Le tecniche utilizzate per la produzione del vaso riproducono quelle di simili esemplari antichi: 1) corpo e collo formati su un nucleo; 2) anse e piede applicati; 3) fili di pasta vitrea applicati, marmorizzati o non marmorizzati a formare fasci di linee o semplici linee. In definitiva, la forma e la tecnica richiamano il Werkkreis III della classificazione Nolte (17).

Alla fine del 2015, un laboratorio privato tedesco specializzato nella datazione basata sulla misurazione della termoluminescenza (TL-analysis), mi chiese di studiare una riproduzione in vetro presente nella mia collezione, che mostrava caratteri simili all'esempio da me esposto nell'articolo on-line pubblicato nel 2014 (18). La richiesta fu giustificata come necessità di confrontare i risultati con quelli di reperti autentici o ritenuti tali, e venne accompagnata dall’offerta di rilascio gratuito del relativo rapporto TL, essendo stati tutti i costi di ricerca coperti da finanziatori anonimi del laboratorio. Nel corso della conversazione ebbi la chiara sensazione che mi si stava nascondendo qualcosa, ma l’operazione era scientificamente interessante e quindi accettai l’offerta, con l’accordo che mantenessi i diritti d’uso dell’analisi compresa la loro pubblicazione.

Il proprietario del laboratorio tedesco, il tecnico specializzato Ralf Kotalla, tornò quindi in Olanda dove in mia presenza fotografò il vasetto e effettuò il carotaggio di un campione dei resti del nucleo in argilla intrappolati nella superficie interna del recipiente al momento della sua realizzazione. Lo specialista era stato da me pienamente informato che l'oggetto era di recente manifattura realizzata in Italia. Alcune settimane dopo, ricevetti una email contenente un messaggio di congratulazioni del Kotalla il quale, con mio profondo stupore e inquietudine trasmetteva la notizia che il test TL aveva chiaramente indicato i resti del nucleo del vasetto come “cotti in antico… 3400 anni BP +/- 20%” (19) (Fig. 9-14) e che sarebbe seguita la trasmissione del certificato di autenticità.

Fig. 9 – TL-report relativo alla moderna imitazione di un krateriskos dell’Antico Egitto. Foto dell'Autore, 2015. Tutti i diritti riservati.

 

Fig. 10 - Foto dell'Autore, 2015. Tutti i diritti riservati.

 

Fig. 11 - Foto dell'Autore, 2015. Tutti i diritti riservati.

 

Fig. 12 - Foto dell'Autore, 2015. Tutti i diritti riservati.

 

Fig. 13 - Foto dell'Autore, 2015. Tutti i diritti riservati.

 

Fig. 14 - Foto dell'Autore, 2015. Tutti i diritti riservati.


Come promesso, nel gennaio 2016, ricevetti il completo rapporto TL firmato dallo stesso Ralf Kotalla, rilasciato a compenso della mia collaborazione (Figg. 2 e 9-14). Contemporaneamente, lo specialista mi inoltrò un’ulteriore richiesta di trovare finalmente delle “vere riproduzioni” utili per gli studi… Ne nacque una breve discussione via email nella quale cercai inutilmente di convincerlo della recente manifattura del reperto, avendolo egli certificato quale autentico. Alla fine decisi di troncare ogni rapporto di collaborazione, anche sulla base di allarmanti informazioni tra le quali quelle pervenutimi per iscritto dal Prof. Thomas Schäfer, direttore dell’Istituto di archeologia classica dell’Università di Tubinga (20).

◆ ◆ ◆ ◆ ◆

§ **ESERCIZI**
[1] Elenca tutte le tecniche di produzione del vaso indicate nel brano sulla riproduzione in vetro.
[2] Restituisci senza modifiche le righe dei record, partendo da quella che contiene "outline white rose" e fermandoti dopo quella che contiene "141L112 140L109 140L108".
Il brano e i record provengono da fonti indipendenti.

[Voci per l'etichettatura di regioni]
◆ ◆ ◆ ◆ ◆

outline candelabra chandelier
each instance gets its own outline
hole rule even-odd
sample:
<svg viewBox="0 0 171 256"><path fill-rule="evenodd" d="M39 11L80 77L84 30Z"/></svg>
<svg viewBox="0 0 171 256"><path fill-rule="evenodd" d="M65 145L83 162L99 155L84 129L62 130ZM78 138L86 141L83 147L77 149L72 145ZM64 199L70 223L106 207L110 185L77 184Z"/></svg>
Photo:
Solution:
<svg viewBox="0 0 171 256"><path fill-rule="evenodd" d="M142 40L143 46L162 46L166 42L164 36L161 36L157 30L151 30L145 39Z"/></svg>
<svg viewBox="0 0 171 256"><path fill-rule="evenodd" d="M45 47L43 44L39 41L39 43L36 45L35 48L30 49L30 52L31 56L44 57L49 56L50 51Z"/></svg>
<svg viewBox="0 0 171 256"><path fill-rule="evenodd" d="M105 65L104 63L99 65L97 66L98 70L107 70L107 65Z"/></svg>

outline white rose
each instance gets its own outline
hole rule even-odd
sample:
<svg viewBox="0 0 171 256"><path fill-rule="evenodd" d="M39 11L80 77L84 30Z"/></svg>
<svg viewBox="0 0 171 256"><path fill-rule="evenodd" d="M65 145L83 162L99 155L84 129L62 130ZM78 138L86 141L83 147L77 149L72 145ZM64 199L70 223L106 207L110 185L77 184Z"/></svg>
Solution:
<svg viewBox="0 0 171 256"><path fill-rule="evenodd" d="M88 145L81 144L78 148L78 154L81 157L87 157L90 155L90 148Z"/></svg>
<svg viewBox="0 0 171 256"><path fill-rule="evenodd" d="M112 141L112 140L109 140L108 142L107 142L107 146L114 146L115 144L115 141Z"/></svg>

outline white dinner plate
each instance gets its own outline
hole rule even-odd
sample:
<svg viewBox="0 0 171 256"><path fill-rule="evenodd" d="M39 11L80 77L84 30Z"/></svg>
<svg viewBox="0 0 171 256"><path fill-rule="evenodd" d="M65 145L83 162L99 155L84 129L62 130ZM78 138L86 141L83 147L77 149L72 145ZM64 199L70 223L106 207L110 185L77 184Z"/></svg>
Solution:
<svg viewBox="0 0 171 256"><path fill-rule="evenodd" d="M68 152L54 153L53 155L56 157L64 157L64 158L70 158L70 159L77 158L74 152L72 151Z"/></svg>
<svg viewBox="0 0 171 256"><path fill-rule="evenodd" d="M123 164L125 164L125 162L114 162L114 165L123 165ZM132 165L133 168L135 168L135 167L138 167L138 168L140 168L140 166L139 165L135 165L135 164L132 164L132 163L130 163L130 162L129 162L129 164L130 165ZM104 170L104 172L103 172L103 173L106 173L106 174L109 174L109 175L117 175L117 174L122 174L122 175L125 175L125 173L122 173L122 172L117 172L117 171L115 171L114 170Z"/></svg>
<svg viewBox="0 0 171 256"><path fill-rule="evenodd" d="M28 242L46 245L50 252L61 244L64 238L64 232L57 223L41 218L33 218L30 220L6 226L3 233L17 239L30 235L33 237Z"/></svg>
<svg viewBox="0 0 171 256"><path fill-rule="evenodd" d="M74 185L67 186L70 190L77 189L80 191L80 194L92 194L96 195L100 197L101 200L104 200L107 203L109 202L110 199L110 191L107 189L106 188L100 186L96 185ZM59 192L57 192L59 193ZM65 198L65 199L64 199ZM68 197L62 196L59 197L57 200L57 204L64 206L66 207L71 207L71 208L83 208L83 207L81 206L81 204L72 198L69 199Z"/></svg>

◆ ◆ ◆ ◆ ◆

§ **LE RISPOSTE**
[1]
1) Corpo e collo formati su un nucleo.
2) Anse e piede applicati.
3) Fili di pasta vitrea applicati, marmorizzati o non marmorizzati, a formare fasci di linee o semplici linee.

[2]
outline white rose
each instance gets its own outline
hole rule even-odd
sample:
<svg viewBox="0 0 171 256"><path fill-rule="evenodd" d="M39 11L80 77L84 30Z"/></svg>
<svg viewBox="0 0 171 256"><path fill-rule="evenodd" d="M65 145L83 162L99 155L84 129L62 130ZM78 138L86 141L83 147L77 149L72 145ZM64 199L70 223L106 207L110 185L77 184Z"/></svg>
Solution:
<svg viewBox="0 0 171 256"><path fill-rule="evenodd" d="M88 145L81 144L78 148L78 154L81 157L87 157L90 155L90 148Z"/></svg>
<svg viewBox="0 0 171 256"><path fill-rule="evenodd" d="M112 141L112 140L109 140L108 142L107 142L107 146L114 146L115 144L115 141Z"/></svg>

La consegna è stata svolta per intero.